Eleonore Mühlbauer: Entscheidung auf dem Rücken Thüringens – ohne Mehrwert!

21 Feb 2019

Zu den Plänen zur Stromtrasse Suedlink, diese nicht durch Osthessen verlaufen zu lassen, äußert sich die energiepolitische Sprecherin der SPD-Fraktion Eleonore Mühlbauer:

„Es kann nicht sein, dass der Freistaat Thüringen immer herhalten muss. Es sprechen jede Menge Argumente gegen einen Trassenverlauf durch Südthüringen: Der Infrastrukturaufwand ist wesentlich geringer, sie hätte in Hessen hervorragend an den Autobahnen entlang gebündelt werden können und es müsste nicht neuer Naturraum in Thüringen zerstört werden.

## GEZEIGTE EINTRÄGE
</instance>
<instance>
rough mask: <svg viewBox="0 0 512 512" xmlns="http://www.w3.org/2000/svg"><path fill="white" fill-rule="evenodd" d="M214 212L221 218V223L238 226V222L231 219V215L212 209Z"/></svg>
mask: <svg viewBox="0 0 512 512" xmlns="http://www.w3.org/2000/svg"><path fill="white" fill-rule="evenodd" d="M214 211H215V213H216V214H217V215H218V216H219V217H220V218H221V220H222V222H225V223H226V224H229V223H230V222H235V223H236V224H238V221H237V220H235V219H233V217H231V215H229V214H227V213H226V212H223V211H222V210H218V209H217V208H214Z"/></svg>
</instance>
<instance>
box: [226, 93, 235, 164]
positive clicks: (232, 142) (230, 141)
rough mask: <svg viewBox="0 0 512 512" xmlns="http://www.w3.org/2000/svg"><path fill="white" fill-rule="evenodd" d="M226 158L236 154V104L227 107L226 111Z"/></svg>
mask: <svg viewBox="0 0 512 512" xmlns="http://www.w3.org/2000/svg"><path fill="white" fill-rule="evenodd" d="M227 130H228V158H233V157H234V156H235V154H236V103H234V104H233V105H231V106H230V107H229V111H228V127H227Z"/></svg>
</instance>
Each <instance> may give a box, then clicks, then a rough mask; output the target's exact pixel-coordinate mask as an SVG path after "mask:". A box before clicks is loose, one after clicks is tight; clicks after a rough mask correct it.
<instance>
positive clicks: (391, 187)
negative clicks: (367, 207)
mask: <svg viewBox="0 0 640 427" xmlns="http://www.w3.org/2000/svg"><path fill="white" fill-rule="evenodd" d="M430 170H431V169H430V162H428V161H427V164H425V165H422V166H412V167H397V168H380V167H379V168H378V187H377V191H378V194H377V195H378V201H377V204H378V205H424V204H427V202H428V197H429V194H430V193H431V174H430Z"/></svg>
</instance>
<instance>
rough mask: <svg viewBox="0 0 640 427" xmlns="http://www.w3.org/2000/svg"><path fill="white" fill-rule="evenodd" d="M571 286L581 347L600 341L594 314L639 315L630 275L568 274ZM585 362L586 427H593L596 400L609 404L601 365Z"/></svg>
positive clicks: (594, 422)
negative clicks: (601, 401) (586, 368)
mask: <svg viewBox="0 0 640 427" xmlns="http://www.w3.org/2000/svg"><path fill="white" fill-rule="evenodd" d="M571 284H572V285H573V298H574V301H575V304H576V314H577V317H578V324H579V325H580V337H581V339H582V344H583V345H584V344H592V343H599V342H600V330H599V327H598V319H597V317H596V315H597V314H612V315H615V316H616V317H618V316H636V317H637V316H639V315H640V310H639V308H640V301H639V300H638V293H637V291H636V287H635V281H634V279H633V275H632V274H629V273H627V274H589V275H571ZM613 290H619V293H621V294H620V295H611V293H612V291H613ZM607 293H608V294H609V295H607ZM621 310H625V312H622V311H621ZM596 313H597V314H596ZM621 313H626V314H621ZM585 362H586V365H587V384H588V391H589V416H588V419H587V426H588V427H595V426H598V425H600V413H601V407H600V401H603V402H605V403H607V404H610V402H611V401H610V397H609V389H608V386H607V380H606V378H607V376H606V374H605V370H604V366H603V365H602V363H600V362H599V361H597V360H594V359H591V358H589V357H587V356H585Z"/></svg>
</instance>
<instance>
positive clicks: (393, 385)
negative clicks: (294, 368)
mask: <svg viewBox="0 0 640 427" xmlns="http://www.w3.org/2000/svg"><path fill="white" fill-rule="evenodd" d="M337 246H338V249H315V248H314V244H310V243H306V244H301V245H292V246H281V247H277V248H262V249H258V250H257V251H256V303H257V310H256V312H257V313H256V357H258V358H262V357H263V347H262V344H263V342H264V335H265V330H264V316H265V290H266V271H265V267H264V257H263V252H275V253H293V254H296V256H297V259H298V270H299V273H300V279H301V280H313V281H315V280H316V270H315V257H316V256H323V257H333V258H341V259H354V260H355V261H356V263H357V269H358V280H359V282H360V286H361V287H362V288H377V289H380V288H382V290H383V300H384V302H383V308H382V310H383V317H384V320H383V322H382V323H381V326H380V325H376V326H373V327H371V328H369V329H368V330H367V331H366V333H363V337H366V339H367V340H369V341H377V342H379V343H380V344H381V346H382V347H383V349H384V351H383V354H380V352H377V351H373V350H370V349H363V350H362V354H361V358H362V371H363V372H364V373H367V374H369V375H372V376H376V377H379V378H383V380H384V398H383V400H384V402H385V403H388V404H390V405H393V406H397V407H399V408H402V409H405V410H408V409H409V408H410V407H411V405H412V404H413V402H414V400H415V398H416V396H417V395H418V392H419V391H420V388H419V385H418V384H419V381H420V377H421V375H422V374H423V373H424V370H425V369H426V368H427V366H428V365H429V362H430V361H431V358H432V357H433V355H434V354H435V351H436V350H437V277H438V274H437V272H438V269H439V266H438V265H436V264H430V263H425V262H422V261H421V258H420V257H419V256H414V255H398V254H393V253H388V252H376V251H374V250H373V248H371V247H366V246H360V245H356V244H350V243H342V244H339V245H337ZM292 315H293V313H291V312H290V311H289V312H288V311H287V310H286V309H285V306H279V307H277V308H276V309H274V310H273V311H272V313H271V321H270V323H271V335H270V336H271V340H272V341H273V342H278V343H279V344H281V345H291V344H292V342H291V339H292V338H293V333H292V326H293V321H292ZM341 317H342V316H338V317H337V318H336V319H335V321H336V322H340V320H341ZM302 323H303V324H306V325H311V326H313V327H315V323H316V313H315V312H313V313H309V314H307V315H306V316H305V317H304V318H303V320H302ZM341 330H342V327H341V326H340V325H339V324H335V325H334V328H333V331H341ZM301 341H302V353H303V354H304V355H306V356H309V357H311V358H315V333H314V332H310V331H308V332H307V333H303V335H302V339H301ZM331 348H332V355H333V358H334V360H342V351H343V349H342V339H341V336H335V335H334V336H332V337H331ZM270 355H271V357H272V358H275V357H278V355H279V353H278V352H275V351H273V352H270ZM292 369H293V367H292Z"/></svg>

## DEINE AUFGABE
Welches Amt hat Eleonore Mühlbauer laut dem Lesetext?

## ANTWORT
Sie ist die energiepolitische Sprecherin der SPD-Fraktion.